⟨

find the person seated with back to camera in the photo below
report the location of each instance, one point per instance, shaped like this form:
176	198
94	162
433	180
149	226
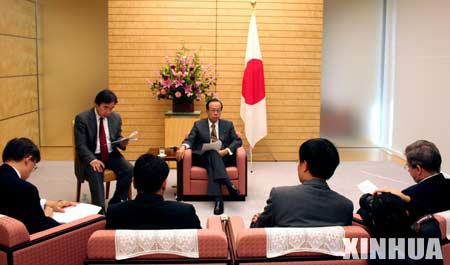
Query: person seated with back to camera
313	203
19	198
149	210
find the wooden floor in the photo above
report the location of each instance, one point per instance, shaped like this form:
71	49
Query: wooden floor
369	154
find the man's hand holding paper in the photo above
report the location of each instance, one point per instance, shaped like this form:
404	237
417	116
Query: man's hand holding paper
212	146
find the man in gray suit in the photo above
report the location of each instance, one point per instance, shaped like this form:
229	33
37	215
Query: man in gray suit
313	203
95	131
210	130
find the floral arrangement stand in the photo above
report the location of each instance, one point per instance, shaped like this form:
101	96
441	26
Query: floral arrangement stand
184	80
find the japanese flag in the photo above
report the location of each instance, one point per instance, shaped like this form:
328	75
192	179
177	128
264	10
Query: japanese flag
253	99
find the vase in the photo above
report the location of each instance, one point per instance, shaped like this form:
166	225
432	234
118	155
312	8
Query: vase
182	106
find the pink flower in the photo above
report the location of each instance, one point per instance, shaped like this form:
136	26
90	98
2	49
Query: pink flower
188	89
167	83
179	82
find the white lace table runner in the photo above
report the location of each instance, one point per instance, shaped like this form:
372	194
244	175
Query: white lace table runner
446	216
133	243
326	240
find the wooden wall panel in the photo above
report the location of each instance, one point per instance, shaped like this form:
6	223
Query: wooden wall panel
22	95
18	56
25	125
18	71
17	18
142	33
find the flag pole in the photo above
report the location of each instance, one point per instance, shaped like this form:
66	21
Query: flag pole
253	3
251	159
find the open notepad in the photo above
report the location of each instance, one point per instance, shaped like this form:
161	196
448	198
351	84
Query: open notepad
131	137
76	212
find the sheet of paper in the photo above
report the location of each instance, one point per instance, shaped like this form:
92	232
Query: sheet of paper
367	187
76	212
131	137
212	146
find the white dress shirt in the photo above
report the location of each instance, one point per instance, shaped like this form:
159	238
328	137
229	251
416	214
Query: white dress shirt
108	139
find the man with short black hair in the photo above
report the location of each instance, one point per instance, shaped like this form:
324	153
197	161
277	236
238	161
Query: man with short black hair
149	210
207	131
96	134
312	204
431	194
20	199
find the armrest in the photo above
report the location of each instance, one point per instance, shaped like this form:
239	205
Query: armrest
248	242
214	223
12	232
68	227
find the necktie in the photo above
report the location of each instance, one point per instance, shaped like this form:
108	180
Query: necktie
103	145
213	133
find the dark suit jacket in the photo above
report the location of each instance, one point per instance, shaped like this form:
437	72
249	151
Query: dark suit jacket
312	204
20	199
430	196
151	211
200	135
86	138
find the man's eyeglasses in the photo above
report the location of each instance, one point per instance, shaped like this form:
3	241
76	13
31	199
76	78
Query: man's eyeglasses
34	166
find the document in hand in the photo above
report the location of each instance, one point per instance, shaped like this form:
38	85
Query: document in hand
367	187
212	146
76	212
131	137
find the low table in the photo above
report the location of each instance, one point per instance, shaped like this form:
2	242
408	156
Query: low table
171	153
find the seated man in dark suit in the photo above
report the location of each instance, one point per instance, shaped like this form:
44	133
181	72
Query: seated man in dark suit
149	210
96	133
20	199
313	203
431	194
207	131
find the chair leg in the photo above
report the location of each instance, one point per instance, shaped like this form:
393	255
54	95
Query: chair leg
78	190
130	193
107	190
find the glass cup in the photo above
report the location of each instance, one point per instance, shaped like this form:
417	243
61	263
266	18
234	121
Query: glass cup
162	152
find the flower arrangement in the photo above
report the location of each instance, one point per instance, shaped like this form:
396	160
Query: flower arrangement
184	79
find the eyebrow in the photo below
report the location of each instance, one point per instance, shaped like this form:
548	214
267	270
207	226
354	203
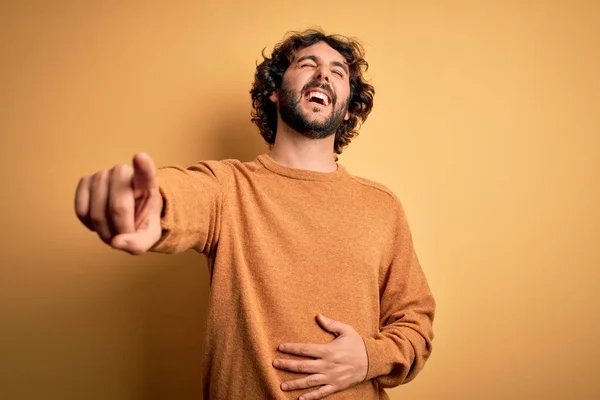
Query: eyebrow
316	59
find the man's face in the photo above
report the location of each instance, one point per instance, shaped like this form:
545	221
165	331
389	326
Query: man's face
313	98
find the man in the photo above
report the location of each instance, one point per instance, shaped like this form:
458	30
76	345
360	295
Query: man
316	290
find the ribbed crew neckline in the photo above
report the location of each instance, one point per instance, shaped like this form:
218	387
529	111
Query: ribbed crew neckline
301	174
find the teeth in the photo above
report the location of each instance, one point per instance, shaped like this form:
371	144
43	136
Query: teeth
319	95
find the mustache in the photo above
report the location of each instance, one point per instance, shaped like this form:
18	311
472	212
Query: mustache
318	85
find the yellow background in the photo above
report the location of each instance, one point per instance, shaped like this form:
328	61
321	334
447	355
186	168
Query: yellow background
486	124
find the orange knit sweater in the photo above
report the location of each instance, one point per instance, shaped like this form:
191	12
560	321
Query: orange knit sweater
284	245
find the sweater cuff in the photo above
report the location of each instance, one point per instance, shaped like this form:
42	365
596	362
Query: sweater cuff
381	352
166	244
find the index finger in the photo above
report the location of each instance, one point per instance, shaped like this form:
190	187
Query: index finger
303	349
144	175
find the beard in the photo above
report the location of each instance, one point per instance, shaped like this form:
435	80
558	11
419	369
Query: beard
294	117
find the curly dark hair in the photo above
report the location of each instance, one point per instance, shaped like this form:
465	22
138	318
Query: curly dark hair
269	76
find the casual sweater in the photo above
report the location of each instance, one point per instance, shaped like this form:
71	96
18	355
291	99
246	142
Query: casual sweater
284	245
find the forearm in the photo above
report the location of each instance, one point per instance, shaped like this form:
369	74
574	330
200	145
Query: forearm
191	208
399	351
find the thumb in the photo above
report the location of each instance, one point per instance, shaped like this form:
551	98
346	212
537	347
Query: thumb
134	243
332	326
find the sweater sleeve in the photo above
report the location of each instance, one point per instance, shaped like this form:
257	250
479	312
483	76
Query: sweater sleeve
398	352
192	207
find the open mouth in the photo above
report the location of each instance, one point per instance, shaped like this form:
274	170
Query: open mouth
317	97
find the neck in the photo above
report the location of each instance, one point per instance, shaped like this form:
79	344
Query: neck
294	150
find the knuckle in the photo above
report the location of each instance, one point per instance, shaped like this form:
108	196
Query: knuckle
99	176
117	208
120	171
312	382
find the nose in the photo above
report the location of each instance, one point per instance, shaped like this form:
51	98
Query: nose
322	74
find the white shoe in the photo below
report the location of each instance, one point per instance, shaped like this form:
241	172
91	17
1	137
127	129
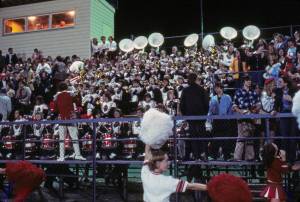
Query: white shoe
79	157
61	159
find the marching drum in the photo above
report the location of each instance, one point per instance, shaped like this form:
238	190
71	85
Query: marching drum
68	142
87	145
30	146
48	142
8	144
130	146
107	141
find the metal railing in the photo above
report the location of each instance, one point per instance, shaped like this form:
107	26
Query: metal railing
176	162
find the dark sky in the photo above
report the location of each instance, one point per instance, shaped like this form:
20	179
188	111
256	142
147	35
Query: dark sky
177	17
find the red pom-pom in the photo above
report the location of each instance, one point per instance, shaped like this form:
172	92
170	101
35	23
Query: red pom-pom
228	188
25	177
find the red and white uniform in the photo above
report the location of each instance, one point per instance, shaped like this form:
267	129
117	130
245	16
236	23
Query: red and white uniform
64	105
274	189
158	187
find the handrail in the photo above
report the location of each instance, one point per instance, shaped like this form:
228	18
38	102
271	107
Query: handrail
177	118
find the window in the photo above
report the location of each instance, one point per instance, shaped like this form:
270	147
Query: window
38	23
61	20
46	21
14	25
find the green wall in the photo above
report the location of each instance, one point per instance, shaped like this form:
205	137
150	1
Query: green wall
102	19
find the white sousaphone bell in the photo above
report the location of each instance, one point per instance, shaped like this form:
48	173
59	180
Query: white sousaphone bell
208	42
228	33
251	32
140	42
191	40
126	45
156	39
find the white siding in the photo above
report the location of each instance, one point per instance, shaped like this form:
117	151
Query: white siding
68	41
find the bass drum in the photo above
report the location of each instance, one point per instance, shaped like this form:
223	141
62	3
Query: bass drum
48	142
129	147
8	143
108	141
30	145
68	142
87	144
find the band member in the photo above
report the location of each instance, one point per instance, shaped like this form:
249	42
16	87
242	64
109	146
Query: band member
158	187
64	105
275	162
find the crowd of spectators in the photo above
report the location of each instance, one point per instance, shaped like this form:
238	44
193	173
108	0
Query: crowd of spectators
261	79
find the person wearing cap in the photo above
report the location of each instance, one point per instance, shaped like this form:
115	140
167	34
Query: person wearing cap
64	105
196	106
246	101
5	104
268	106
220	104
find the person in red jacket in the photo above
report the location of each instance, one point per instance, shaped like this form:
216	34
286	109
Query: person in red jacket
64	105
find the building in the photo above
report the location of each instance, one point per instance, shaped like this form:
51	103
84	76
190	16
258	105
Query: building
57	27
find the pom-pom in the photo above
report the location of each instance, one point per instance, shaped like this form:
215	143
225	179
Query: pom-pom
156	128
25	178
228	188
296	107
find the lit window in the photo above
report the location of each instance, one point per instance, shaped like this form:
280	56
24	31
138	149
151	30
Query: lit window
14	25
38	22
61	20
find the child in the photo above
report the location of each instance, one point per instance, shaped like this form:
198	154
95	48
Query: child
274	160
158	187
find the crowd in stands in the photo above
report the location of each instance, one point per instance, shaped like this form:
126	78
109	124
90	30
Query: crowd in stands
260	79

⟩

**Directions for this task**
Please retype, exactly as written, every line from the line containing "find the pom-pom in the photo above" through the last line of the records above, including both of those lines, and nothing else.

**Answer to the task**
find the pom-pom in the photo above
report the location of each instance, one point per instance, shaped like this form:
215	143
225	179
Query: pom-pom
156	128
25	178
228	188
296	107
find the lit window in the photo above
report the location of each instance, one point per instance, shaped like this form:
280	56
24	31
138	149
151	30
Query: lit window
14	25
38	22
61	20
find the child in the photo above
report the location of each instance, one point per instance, shaped like this form:
198	154
95	48
Query: child
274	160
158	187
find the crowd in stands in the photo above
report the location of each instance, one point per instance, shaped like this form:
126	78
109	124
90	30
Query: crowd in stands
260	79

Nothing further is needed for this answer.